* _THE PROBLEM_
Reproduce the passage below about the Lewandowski family's loss of Jake in full, word for word.

It created a vicious cycle. One that ultimately took Jake's life in September of 2021. His family has spent every day since, sharing their journey with others in hopes of helping even one person.

"I don't know if I can give words to someone who's going through this. Everyone's journey I think is different. What they're going through, no right or wrong way to grieve. This is just what's working for us," Angie said. "We need to talk about it, I need to keep moving and how can I help? What can I do to try to help?"

One of the biggest lessons the Lewandowski's said they've learned is everyone is going through something.

"The amount of people that have reached out to us, talking about their own family things that they have going on. That you would have never known about. You never really know. I know people say it all the time, but you really never know," Jenna said. 

That being kind to others can do more than you might realize.

* _DATA SEGMENT_
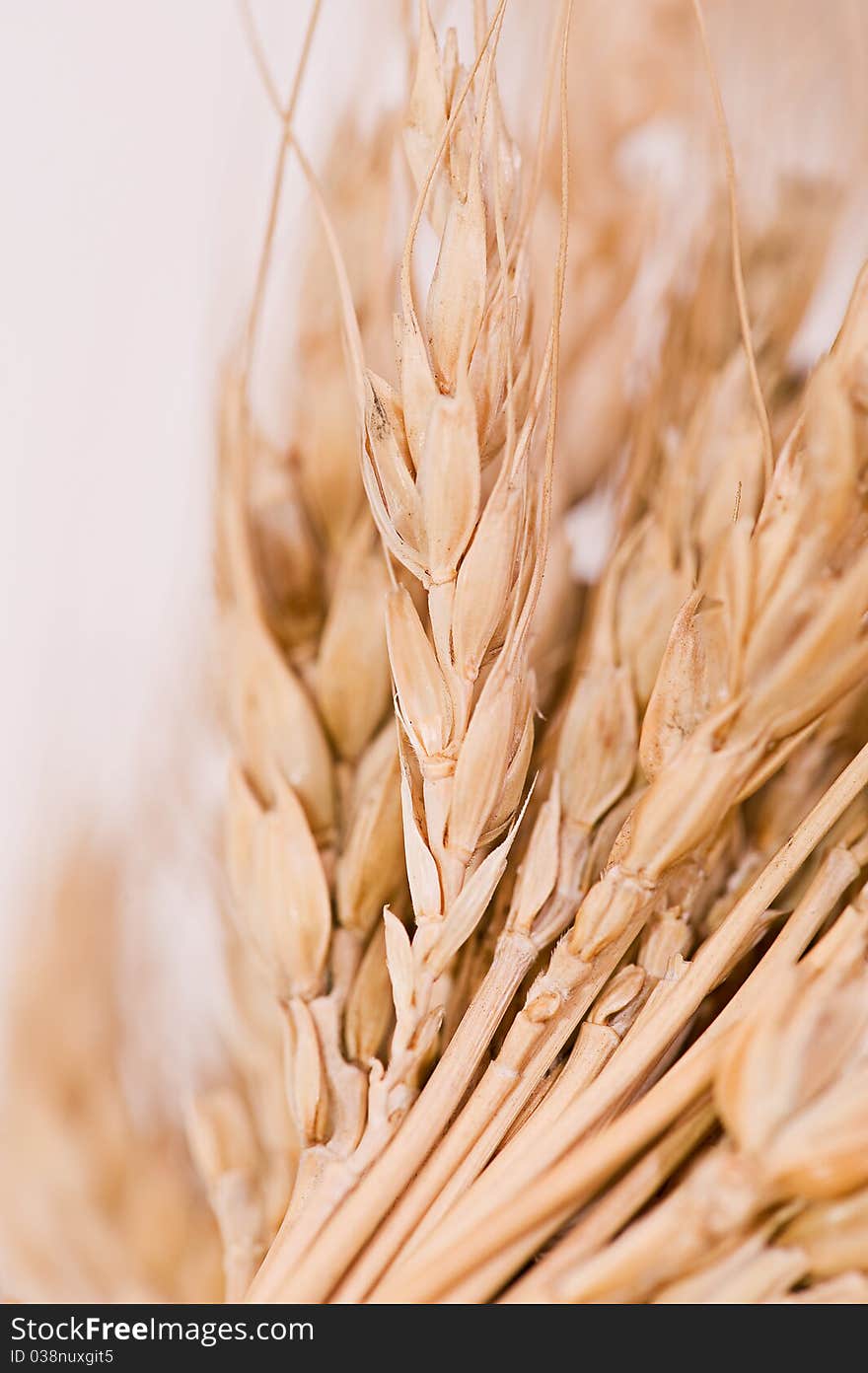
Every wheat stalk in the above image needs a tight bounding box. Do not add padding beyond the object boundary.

* _EXERCISE RESPONSE_
It created a vicious cycle. One that ultimately took Jake's life in September of 2021. His family has spent every day since, sharing their journey with others in hopes of helping even one person.

"I don't know if I can give words to someone who's going through this. Everyone's journey I think is different. What they're going through, no right or wrong way to grieve. This is just what's working for us," Angie said. "We need to talk about it, I need to keep moving and how can I help? What can I do to try to help?"

One of the biggest lessons the Lewandowski's said they've learned is everyone is going through something.

"The amount of people that have reached out to us, talking about their own family things that they have going on. That you would have never known about. You never really know. I know people say it all the time, but you really never know," Jenna said. 

That being kind to others can do more than you might realize.